# [What to produce]
Arrange the material as a Markdown table with the columns "Row" and "Line", starting with the line that contains "Please place a point on the blue skirt" and continuing through the end of the material. Give each line its own numbered row, skip blank lines, and include nothing before that starting line.

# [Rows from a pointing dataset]
---*---

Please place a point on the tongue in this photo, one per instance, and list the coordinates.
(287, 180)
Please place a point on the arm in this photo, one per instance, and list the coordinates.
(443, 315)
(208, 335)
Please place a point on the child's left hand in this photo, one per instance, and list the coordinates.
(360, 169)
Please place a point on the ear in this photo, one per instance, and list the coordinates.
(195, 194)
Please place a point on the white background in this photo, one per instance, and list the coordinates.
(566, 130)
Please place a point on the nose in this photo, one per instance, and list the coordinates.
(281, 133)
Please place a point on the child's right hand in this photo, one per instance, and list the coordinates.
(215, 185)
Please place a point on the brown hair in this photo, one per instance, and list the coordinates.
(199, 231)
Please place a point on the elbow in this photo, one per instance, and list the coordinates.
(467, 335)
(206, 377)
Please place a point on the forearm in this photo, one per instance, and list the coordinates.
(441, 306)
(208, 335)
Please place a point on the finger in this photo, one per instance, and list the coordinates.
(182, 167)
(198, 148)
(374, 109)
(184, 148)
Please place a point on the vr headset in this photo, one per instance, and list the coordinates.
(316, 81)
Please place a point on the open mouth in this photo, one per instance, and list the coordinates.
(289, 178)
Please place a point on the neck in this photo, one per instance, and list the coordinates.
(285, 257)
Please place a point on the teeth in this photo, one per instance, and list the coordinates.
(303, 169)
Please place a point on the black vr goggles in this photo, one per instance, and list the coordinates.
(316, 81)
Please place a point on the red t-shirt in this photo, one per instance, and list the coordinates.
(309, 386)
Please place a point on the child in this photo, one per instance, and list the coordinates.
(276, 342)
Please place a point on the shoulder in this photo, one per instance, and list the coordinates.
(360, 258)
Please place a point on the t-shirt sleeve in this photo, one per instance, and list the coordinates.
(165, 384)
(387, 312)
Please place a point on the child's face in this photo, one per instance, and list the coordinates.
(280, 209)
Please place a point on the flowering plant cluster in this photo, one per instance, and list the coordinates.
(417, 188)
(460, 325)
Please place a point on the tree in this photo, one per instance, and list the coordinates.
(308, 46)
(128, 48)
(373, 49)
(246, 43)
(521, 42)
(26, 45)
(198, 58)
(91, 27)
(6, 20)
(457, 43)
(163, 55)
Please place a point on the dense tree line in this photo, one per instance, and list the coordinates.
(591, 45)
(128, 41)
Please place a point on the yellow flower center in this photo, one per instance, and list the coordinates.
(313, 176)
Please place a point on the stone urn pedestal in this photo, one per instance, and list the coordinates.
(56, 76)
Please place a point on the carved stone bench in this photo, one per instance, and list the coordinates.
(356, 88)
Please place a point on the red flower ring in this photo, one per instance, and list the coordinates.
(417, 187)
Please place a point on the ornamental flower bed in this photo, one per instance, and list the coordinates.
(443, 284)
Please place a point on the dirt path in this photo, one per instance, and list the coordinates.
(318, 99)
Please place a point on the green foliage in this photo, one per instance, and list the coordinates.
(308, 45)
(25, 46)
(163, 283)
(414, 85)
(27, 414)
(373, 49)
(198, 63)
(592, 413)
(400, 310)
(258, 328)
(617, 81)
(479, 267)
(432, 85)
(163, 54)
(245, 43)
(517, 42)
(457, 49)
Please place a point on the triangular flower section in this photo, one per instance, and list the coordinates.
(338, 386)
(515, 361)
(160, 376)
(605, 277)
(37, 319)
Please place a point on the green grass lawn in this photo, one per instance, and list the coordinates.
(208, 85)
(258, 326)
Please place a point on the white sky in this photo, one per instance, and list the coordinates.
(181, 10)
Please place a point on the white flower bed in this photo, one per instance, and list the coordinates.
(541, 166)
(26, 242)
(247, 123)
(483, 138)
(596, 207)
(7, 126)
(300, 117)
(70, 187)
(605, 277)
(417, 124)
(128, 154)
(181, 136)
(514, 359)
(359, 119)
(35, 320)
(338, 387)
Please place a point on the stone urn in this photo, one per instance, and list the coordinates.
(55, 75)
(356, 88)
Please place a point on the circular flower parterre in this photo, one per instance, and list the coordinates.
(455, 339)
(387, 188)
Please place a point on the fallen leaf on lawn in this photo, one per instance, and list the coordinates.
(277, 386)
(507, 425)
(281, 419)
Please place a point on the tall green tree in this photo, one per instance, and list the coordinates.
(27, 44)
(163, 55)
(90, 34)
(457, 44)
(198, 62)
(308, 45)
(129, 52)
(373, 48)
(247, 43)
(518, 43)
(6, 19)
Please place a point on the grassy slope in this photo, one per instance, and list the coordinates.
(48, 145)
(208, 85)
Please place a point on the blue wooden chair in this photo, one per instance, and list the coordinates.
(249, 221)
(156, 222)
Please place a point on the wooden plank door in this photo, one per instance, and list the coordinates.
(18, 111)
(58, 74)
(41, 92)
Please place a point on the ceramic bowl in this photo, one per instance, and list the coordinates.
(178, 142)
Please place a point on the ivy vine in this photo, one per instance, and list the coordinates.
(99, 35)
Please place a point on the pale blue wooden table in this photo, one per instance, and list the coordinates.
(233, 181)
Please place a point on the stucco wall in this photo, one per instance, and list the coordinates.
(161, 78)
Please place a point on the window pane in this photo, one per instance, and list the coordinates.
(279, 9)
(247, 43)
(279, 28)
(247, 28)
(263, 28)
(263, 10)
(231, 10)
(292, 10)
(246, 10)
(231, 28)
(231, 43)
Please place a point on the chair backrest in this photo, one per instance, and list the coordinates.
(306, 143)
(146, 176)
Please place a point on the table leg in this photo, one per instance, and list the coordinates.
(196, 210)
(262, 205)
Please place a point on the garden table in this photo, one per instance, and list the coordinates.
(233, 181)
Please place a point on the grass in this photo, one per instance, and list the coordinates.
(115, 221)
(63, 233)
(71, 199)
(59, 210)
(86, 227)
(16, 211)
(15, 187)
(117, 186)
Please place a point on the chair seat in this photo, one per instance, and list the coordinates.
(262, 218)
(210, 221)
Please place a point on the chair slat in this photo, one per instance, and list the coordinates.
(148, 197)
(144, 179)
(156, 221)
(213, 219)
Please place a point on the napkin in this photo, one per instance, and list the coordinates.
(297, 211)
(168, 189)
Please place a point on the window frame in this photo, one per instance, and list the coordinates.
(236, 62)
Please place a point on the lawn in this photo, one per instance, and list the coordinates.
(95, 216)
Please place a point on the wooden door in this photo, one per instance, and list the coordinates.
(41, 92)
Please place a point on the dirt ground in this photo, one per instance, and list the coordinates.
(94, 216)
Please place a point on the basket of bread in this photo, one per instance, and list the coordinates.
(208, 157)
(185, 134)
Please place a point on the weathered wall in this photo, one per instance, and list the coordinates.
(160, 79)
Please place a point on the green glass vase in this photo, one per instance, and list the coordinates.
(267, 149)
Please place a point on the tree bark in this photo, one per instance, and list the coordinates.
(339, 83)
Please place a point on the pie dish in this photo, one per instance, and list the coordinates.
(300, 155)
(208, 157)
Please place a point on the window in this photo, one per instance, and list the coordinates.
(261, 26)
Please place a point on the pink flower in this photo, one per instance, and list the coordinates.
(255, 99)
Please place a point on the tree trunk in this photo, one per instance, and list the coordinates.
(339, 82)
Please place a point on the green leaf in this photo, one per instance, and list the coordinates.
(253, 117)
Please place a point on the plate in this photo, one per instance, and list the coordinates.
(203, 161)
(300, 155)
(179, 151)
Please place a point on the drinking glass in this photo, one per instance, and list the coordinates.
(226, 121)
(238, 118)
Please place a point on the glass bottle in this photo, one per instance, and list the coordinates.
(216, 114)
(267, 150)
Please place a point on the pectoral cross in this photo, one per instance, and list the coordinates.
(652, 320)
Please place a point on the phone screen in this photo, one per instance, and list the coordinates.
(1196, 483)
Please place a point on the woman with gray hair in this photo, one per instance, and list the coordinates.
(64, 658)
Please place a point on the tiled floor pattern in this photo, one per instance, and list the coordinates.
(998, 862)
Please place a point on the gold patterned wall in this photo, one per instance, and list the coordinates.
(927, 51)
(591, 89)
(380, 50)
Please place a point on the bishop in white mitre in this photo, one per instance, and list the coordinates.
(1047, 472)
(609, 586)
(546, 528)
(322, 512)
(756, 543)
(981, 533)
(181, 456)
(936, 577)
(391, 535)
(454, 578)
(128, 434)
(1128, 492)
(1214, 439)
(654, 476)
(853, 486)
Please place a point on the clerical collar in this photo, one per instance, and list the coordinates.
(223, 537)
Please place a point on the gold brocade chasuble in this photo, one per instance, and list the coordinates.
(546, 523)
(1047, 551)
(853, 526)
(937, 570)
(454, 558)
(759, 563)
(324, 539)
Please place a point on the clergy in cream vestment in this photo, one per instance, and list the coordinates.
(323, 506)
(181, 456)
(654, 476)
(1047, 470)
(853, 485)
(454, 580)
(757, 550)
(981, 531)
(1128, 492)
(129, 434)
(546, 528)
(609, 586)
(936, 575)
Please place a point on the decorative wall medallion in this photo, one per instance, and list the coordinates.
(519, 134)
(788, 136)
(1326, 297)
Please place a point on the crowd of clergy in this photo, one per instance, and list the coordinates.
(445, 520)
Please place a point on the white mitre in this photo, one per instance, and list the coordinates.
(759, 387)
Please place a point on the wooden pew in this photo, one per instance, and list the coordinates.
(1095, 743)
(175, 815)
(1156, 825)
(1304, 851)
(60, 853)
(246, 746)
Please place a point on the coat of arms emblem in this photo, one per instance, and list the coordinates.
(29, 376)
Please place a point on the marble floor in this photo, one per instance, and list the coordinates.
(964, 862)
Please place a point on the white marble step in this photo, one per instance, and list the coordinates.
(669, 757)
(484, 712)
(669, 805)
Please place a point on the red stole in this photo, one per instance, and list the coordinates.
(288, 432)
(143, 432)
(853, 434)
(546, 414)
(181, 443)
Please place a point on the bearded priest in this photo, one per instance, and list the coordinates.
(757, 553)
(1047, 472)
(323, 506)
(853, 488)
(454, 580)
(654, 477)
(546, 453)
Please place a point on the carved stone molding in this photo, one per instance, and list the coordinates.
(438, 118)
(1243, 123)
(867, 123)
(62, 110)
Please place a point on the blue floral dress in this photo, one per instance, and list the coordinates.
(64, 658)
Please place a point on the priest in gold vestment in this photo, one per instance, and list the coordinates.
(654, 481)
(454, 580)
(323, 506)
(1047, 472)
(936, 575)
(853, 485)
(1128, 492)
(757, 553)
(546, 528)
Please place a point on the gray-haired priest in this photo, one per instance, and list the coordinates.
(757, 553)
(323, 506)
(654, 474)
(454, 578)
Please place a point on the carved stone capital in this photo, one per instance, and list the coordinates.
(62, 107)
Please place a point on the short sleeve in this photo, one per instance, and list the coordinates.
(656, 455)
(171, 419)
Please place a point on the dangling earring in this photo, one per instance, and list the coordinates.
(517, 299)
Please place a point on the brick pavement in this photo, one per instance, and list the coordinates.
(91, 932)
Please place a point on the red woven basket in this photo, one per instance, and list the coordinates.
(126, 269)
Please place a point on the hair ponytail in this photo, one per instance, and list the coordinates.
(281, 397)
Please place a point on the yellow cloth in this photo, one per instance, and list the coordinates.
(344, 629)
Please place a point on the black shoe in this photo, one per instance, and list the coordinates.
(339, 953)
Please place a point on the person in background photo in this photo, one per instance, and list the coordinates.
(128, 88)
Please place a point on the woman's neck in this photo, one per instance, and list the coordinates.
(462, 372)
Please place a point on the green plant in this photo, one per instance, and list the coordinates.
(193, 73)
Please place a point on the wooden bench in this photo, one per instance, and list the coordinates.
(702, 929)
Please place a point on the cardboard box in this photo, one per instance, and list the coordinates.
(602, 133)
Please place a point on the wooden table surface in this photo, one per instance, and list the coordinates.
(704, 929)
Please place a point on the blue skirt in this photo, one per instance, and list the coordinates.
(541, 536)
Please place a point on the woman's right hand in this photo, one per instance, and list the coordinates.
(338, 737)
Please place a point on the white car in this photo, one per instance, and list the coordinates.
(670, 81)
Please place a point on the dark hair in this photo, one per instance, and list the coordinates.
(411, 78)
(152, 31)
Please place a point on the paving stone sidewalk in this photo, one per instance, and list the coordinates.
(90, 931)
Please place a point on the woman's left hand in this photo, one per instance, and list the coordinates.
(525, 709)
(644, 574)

---*---

# [Problem solution]
| Row | Line |
|---|---|
| 1 | Please place a point on the blue skirt in this photo, one per instance, and list the coordinates. |
| 2 | (541, 536) |
| 3 | Please place a point on the woman's right hand in this photo, one per instance, and list the coordinates. |
| 4 | (338, 737) |
| 5 | Please place a point on the white car in this photo, one per instance, and list the coordinates. |
| 6 | (670, 81) |
| 7 | Please place a point on the dark hair in this photo, one per instance, and list the coordinates. |
| 8 | (411, 78) |
| 9 | (152, 31) |
| 10 | Please place a point on the paving stone sidewalk in this photo, one per instance, and list the coordinates. |
| 11 | (90, 931) |
| 12 | Please place a point on the woman's left hand in this photo, one per instance, and list the coordinates. |
| 13 | (525, 709) |
| 14 | (644, 574) |